■ Exercise directions
Reproduce the lines below with "Place a pin on" substituted for each occurrence of "Put a marker on", and leave everything else unchanged. Omit the pictures from your output.

■ Extracted entries
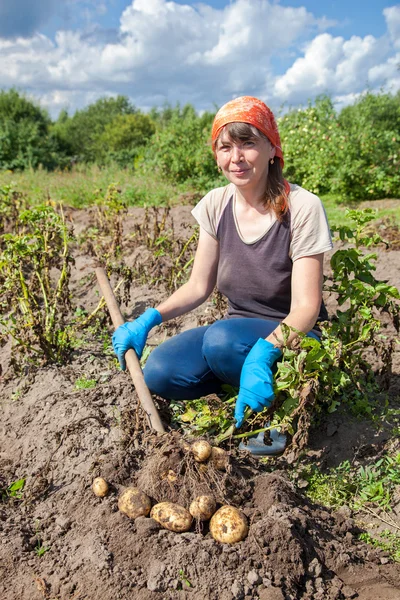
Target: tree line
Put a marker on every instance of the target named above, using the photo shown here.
(353, 153)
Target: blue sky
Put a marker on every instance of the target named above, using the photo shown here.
(68, 53)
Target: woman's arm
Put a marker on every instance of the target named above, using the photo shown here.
(306, 297)
(201, 283)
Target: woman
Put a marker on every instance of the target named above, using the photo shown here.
(262, 242)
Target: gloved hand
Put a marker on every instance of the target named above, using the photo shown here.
(256, 379)
(133, 334)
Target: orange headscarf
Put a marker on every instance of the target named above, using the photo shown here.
(248, 110)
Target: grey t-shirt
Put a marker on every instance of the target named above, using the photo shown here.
(255, 275)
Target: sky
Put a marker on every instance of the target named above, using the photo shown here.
(68, 53)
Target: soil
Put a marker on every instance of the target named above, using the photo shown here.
(60, 541)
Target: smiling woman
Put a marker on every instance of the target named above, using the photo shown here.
(261, 243)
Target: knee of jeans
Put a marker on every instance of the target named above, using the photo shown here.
(218, 343)
(156, 376)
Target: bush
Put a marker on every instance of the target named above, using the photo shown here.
(355, 154)
(180, 148)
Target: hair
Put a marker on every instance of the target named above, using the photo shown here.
(275, 195)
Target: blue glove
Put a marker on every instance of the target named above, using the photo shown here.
(133, 334)
(256, 379)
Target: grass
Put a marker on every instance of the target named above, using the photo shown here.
(84, 185)
(373, 484)
(336, 210)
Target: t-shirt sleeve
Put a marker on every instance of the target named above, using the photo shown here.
(310, 229)
(209, 210)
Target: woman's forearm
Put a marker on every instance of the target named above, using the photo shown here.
(185, 299)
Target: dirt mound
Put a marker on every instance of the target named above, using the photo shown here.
(60, 542)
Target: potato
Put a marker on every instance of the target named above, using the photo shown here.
(229, 525)
(219, 458)
(186, 447)
(172, 516)
(203, 508)
(201, 450)
(134, 503)
(100, 487)
(170, 475)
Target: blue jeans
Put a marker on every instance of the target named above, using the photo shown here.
(197, 362)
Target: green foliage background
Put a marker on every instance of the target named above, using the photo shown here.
(353, 154)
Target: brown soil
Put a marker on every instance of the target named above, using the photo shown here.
(60, 438)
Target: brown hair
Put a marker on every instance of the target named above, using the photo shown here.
(275, 195)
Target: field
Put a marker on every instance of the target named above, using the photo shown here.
(66, 421)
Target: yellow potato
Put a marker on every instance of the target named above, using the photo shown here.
(134, 503)
(201, 450)
(229, 525)
(172, 516)
(100, 487)
(203, 508)
(219, 458)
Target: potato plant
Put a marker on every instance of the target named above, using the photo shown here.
(320, 375)
(35, 264)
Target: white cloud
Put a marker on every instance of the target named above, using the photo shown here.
(198, 54)
(392, 16)
(339, 67)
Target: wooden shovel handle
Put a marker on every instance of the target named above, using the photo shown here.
(132, 361)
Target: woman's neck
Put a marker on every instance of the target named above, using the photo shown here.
(250, 199)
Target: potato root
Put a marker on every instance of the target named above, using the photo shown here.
(100, 487)
(134, 503)
(203, 507)
(219, 458)
(229, 525)
(201, 450)
(172, 516)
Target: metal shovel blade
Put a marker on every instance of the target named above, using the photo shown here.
(256, 445)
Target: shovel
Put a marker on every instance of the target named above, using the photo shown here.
(132, 361)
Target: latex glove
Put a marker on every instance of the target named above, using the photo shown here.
(133, 334)
(256, 379)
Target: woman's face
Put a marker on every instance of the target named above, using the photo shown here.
(245, 162)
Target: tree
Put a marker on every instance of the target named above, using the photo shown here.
(25, 136)
(124, 138)
(82, 132)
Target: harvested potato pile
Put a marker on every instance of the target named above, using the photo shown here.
(173, 473)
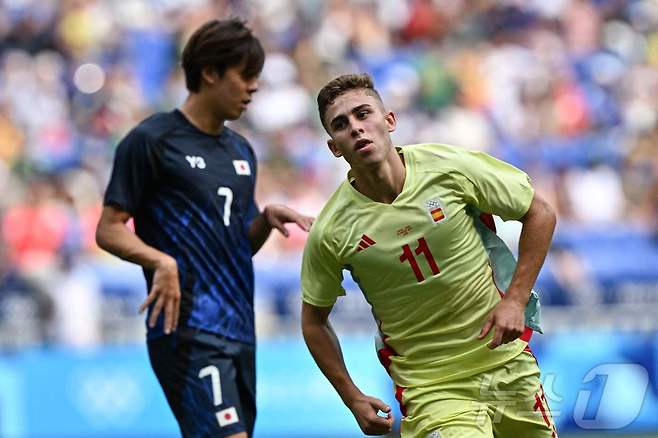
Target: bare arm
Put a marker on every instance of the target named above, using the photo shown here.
(275, 216)
(115, 237)
(507, 318)
(323, 344)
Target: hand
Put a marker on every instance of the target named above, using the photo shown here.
(365, 410)
(508, 322)
(277, 215)
(165, 291)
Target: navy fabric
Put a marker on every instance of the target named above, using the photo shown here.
(188, 364)
(192, 196)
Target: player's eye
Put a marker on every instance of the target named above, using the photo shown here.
(338, 126)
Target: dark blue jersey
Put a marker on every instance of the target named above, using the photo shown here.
(192, 196)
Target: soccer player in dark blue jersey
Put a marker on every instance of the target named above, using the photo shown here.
(188, 182)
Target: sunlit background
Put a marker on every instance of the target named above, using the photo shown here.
(565, 89)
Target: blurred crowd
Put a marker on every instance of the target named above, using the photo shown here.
(565, 89)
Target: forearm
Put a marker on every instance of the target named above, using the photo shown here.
(117, 239)
(259, 231)
(325, 349)
(535, 240)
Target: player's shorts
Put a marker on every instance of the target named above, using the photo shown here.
(209, 382)
(507, 401)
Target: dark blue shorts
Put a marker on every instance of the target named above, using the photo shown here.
(209, 382)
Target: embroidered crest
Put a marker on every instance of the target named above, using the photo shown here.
(436, 211)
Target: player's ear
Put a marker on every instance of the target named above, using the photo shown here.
(390, 121)
(333, 148)
(209, 75)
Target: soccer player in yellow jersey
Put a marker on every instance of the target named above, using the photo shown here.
(408, 224)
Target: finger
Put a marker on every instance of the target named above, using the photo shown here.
(511, 335)
(304, 222)
(380, 405)
(486, 328)
(497, 339)
(169, 315)
(147, 302)
(379, 426)
(282, 229)
(176, 312)
(155, 313)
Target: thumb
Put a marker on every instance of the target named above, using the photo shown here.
(377, 403)
(487, 327)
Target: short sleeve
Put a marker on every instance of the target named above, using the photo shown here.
(134, 171)
(494, 186)
(252, 208)
(322, 274)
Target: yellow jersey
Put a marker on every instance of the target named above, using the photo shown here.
(419, 260)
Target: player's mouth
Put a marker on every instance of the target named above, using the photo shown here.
(361, 144)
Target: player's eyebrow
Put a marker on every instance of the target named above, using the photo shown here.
(354, 110)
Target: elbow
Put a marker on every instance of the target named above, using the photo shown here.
(540, 210)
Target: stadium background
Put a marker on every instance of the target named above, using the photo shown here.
(565, 89)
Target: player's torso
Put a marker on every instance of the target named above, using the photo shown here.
(419, 260)
(204, 178)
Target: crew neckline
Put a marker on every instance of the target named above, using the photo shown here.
(408, 164)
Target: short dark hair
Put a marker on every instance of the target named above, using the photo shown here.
(341, 85)
(221, 44)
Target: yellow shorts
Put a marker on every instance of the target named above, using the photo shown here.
(507, 401)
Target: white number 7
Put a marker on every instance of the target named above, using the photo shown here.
(225, 191)
(213, 372)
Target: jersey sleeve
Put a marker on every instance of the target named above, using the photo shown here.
(494, 186)
(252, 209)
(133, 173)
(322, 273)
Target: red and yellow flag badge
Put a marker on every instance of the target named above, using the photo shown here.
(435, 209)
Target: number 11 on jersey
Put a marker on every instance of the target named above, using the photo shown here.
(422, 248)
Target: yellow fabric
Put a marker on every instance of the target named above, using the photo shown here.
(506, 402)
(430, 319)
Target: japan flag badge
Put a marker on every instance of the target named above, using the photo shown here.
(226, 417)
(242, 167)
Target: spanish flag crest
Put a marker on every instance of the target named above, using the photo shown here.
(435, 209)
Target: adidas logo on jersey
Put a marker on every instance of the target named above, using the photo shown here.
(227, 417)
(196, 162)
(366, 242)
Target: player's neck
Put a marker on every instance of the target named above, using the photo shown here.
(196, 111)
(383, 183)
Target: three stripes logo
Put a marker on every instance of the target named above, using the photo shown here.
(366, 242)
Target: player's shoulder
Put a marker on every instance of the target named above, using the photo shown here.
(336, 211)
(238, 141)
(436, 150)
(439, 156)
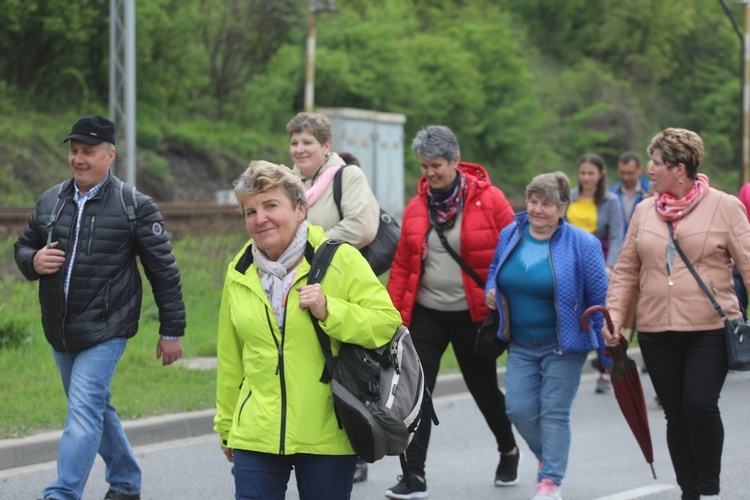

■ Answer to this exercise
Target: tree line
Place a pin on every instance of the target named above, using the photo shown here.
(353, 153)
Target: blue sky
Place a pin on every instance of the target named above, using the photo shown here.
(68, 53)
Target: woman's arm
Place a pin on every instance of the target named above, using the photo shown here.
(306, 297)
(201, 283)
Target: woman
Place a pin on every instance of the target named above, using the photo shown here.
(262, 242)
Target: gloved hand
Place a pin on every instance of the target named above, using the photo shown here.
(256, 379)
(133, 334)
Target: orange headscarf
Place a pin on every instance of the target named above, using the photo shown here.
(248, 110)
Target: grey t-shirt
Place a pin on every instance of the target named above, using the photo shown here.
(255, 275)
Target: sky
Place a pin on every instance of the target named above, using the photo shown here.
(68, 53)
Target: soil
Place a pin on every instance of the target named above, using the photo shown here.
(60, 541)
Target: smiling woman
Place a pin on every instance of the target named above, using the photo shown here.
(261, 243)
Target: knee of jeans
Place a pin on every instance of the target named above, using the photo shown here.
(218, 343)
(156, 376)
Target: bush
Place a pin on every instance of the target named above, using the photo shown here.
(355, 154)
(180, 148)
Target: hair
Place a pin on every instance of the target named above, using the photo shown here.
(275, 195)
Target: blue glove
Place a pin on every instance of the target named above, using the photo shown here.
(133, 334)
(256, 379)
Target: grass
Place a pin on every instance of the target named above, using the photo shown here.
(84, 185)
(373, 484)
(336, 210)
Target: t-shirt sleeve
Place a pin on every instance of the target named above, using the photo shown here.
(310, 229)
(209, 210)
Target: woman's forearm
Place a pin on every instance of the target named above, using the photo shown here.
(185, 299)
Target: dirt mound
Place a pin on every instance of the target named above, using the photo shown here.
(60, 542)
Target: potato
Place a pin on every instance of the target named above, using the photo shown here.
(229, 525)
(219, 458)
(186, 447)
(172, 516)
(203, 508)
(201, 450)
(134, 503)
(100, 487)
(170, 475)
Target: blue jeans
Place a pin on every instance of the target named above, using the photo shown here.
(197, 362)
Target: green foliage background
Place a pin on every instance of the target named above, using the photo shown here.
(353, 154)
Target: brown soil
Place a pin on every instance of the target named above, using the photo shown here.
(60, 438)
Target: brown hair
Place a pin on every instance of the target named above, using the photo shown here.
(275, 195)
Target: field
Place a pin on every instance of the target named above, using the photo shown here.
(66, 421)
Target: yellow potato
Place a pin on every instance of the target named above, using the photo shown here.
(134, 503)
(201, 450)
(229, 525)
(172, 516)
(100, 487)
(203, 508)
(219, 458)
Target: potato plant
Place a pin on every instance of the target named above, using the photo shown here.
(320, 375)
(35, 264)
Target: white cloud
Place a pin on every instance of the target named above, using the photo shown here.
(198, 54)
(392, 16)
(339, 67)
Target: wooden shovel handle
Place a pin on every instance of the target named above, using the photo shown here.
(132, 361)
Target: woman's neck
Place a pin on every instance of the target named above, using the photo shown here.
(250, 199)
Target: potato root
Place a pin on every instance of the target named above, using the photo shown here.
(100, 487)
(134, 503)
(203, 507)
(219, 458)
(229, 525)
(201, 450)
(172, 516)
Target: metal shovel blade
Place a pin on every instance of the target named above, using the photo shown here.
(256, 445)
Target: shovel
Place a pin on every instance of the target named above, using the photo shown here.
(132, 361)
Target: latex glove
Place a pin on every instance of the target named above, using the photo shown here.
(133, 334)
(256, 379)
Target: woman's face
Place a pin on every instance of the target named above, using the photo shown here.
(245, 162)
Target: tree
Place a pin on every instance of the target named above, using the photo shown here.
(25, 136)
(124, 138)
(82, 132)
Target: harvested potato pile
Place a pin on every instance of the target named above, using the photo shown here.
(173, 473)
Target: bare arm
Place a pin on every instance of the target named above, using the photo shown here.
(275, 216)
(115, 237)
(507, 318)
(323, 344)
Target: hand
Place a pin on every instance of the target named above, using the photo shown here.
(365, 410)
(508, 322)
(277, 215)
(165, 291)
Target: navy fabric
Place a pin on every instance of the target named above, using the photo shown here.
(188, 364)
(192, 196)
Target: player's eye
Place a pin on every instance of the target named above, using the photo shown here.
(338, 126)
Target: dark blue jersey
Place a pin on every instance of the target named above, using the photo shown here.
(192, 196)
Target: soccer player in dark blue jersey
Place a pin on every instance of the target named above, using the photo shown here.
(188, 182)
Target: sunlit background
Place a pin on every instance of the target named above, using the photo shown here.
(565, 89)
Target: blurred crowd
Place a pin on every instance of the target named above, using the photo shown here.
(565, 89)
Target: forearm
Place a pin on every instance of the target named above, using the photo shown here.
(117, 239)
(259, 231)
(325, 349)
(535, 240)
Target: player's shorts
Place a pin on every instance of the target named above, using the photo shown here.
(209, 382)
(507, 401)
Target: dark blue shorts
Place a pin on every instance of the target named above, using the photo shown here.
(209, 382)
Target: embroidered crest
Place a pin on every instance of the target named above, using the photo shown here.
(436, 211)
Target: player's ear
Place a pin on every instance of the target named above, using the photo shown here.
(390, 121)
(333, 148)
(209, 75)
Target: soccer player in yellow jersey
Place a pin on every instance of the target named above, using the photo shown here.
(408, 224)
Target: finger
Place a pin on every instance of the target named above, using the photo shown here.
(511, 335)
(304, 222)
(380, 405)
(486, 328)
(497, 339)
(169, 315)
(147, 302)
(379, 426)
(282, 229)
(176, 312)
(155, 313)
Target: thumb
Place a pin on every instance of the target named above, using the photo shown here.
(377, 403)
(487, 327)
Target: short sleeve
Place a pin on every instance of the target named above, using the photo shown here.
(134, 171)
(494, 186)
(252, 208)
(322, 274)
Target: yellow jersey
Place a pin on every instance of the target named above, using the photo shown here.
(419, 260)
Target: player's mouth
Place a pin on every instance of the target named above, using the photo shown here.
(361, 144)
Target: player's eyebrow
Place a pin on every instance of the target named above, using the photo shown here.
(354, 110)
Target: elbow
Place a pin on every instance of the target named above, using the photo shown here.
(540, 210)
Target: stadium background
Place a pin on every instance of the target named above, using the photo shown here.
(565, 89)
Target: player's torso
Place a pin on every instance of the target named above, using the photo shown here.
(419, 260)
(204, 178)
Target: crew neckline
Place a pin on every instance of the target named above, using the photo shown here.
(408, 164)
Target: short dark hair
Place a pin on every instance of the target named above, using the photo shown here.
(341, 85)
(221, 44)
Target: yellow shorts
Place a pin on every instance of the target named above, using the photo shown here.
(507, 401)
Target: white number 7
Place a pin on every instance of the target named above, using the photo shown here.
(225, 191)
(213, 372)
Target: jersey sleeve
Place a pin on every instance of the target named above, using the photo shown here.
(494, 186)
(252, 209)
(133, 173)
(322, 273)
Target: red and yellow flag badge
Place a pin on every instance of the target named above, using the photo shown here.
(435, 209)
Target: number 11 on jersey
Place a pin on every instance of the target named above, using the photo shown here.
(422, 248)
Target: yellow fabric
Place a pin on every instance of the target named above, using the photo shown here.
(506, 402)
(430, 319)
Target: japan flag badge
Place a pin on every instance of the target named above, using the photo shown here.
(226, 417)
(242, 167)
Target: spanish flag crest
Place a pin on every instance of the target named above, using the photo shown here.
(435, 209)
Target: adidas logo on jersey
Place a pin on every instance of the target named above, using the photo shown here.
(227, 417)
(196, 162)
(366, 242)
Target: player's neck
Place a pin on every instance of the target named above, using the photo shown here.
(196, 111)
(383, 183)
Target: three stripes logo
Place a pin on every instance of the target named above, using the photo shown here.
(366, 242)
Target: player's shoulder
Place a pin on every instance of the target named above, using the photo shown here.
(336, 211)
(238, 141)
(436, 150)
(439, 156)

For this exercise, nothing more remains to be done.